» **What is needed**: Please count the lines in the records below that contain the string "spoon", and give only the number.

» **Given information**:
** START **

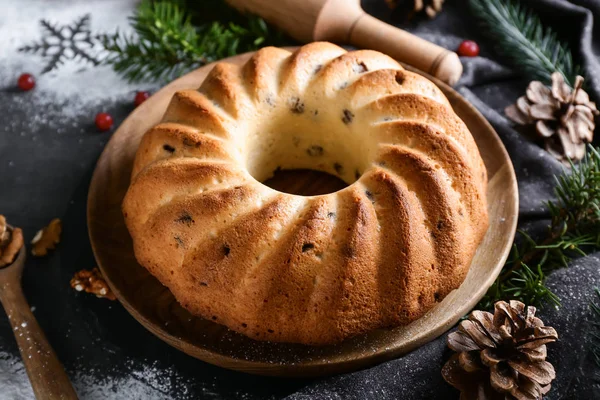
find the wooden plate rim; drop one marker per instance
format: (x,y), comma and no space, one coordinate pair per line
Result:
(316,367)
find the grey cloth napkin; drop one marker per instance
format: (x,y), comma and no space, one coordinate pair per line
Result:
(48,149)
(490,87)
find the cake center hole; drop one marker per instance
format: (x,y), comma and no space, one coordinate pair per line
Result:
(304,182)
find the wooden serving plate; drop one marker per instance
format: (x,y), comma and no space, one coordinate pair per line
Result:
(154,306)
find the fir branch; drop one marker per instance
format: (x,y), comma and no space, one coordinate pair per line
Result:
(167,44)
(523,40)
(574,228)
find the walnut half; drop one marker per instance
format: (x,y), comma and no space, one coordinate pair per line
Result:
(92,282)
(11,241)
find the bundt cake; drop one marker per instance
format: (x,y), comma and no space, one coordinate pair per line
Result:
(315,270)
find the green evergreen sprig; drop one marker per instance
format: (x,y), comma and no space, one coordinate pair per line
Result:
(523,41)
(574,230)
(166,43)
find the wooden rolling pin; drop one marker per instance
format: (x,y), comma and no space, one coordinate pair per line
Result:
(344,21)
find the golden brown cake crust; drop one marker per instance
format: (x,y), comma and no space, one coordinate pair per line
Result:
(314,270)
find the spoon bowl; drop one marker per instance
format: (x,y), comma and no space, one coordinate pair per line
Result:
(46,374)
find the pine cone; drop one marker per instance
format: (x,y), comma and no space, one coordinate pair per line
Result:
(563,117)
(501,356)
(430,7)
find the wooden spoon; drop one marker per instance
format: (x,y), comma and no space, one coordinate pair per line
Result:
(47,375)
(344,21)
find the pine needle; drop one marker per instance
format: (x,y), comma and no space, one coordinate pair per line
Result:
(166,44)
(523,41)
(574,230)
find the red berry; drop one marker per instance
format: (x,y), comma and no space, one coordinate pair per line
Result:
(26,82)
(468,48)
(140,97)
(103,121)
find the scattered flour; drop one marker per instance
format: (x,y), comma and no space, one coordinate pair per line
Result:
(145,382)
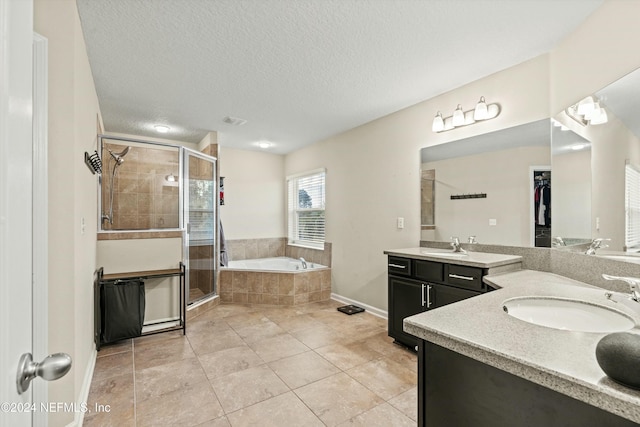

** END **

» **Written answer**: 2